**What you will do**
[1] According to the distro comparison, which distribution provides the official nVidia video driver in working order?
[2] Reproduce the part of the distro comparison that begins with the words "Bodhi has a" and ends after "the same session.".

**Quoted passage**
:::

Of these, only Bodhi and Bionic64 came as generic distros, the others all had some effort to present a ready-to-record system, and all are successful to that end.

Bodhi has a stripped-down version, which is handy for uncluttered customizing.
Moksha is a small, fast, gorgeous, and friendly user interface, designed for maximum customization.

Ubuntu Studio provides the official nVidia video driver in working order.
Important when complex gui's from a variety of plugin formats are in the same session.

PCLinuxOS is very stable, with excellent kernel and app management, and a fistfull of variants if one prefers KDE, Mate, XFCE, Trinity, OpenBox etc

The Puppy-based distros are small, fast and portable, with savefiles for holding the customized system. Studio 1337 is not in developement, but has a RT kernel, with which the apps have been compiled, so fast it is. Some crucial older apps can still be found used in Puppy releases. Various larger software groupings can be loaded after booting by way of sfs files, that hold all the dependencies, and don't need a permanent home on a system drive.

:::

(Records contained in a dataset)
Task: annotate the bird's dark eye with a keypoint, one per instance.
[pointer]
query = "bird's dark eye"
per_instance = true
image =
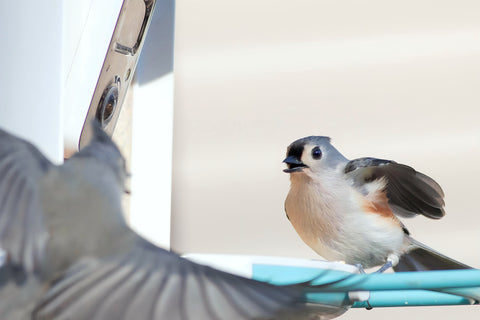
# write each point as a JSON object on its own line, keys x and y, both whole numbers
{"x": 316, "y": 153}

:::

**The solutions**
[1] Ubuntu Studio

[2]
Bodhi has a stripped-down version, which is handy for uncluttered customizing.
Moksha is a small, fast, gorgeous, and friendly user interface, designed for maximum customization.

Ubuntu Studio provides the official nVidia video driver in working order.
Important when complex gui's from a variety of plugin formats are in the same session.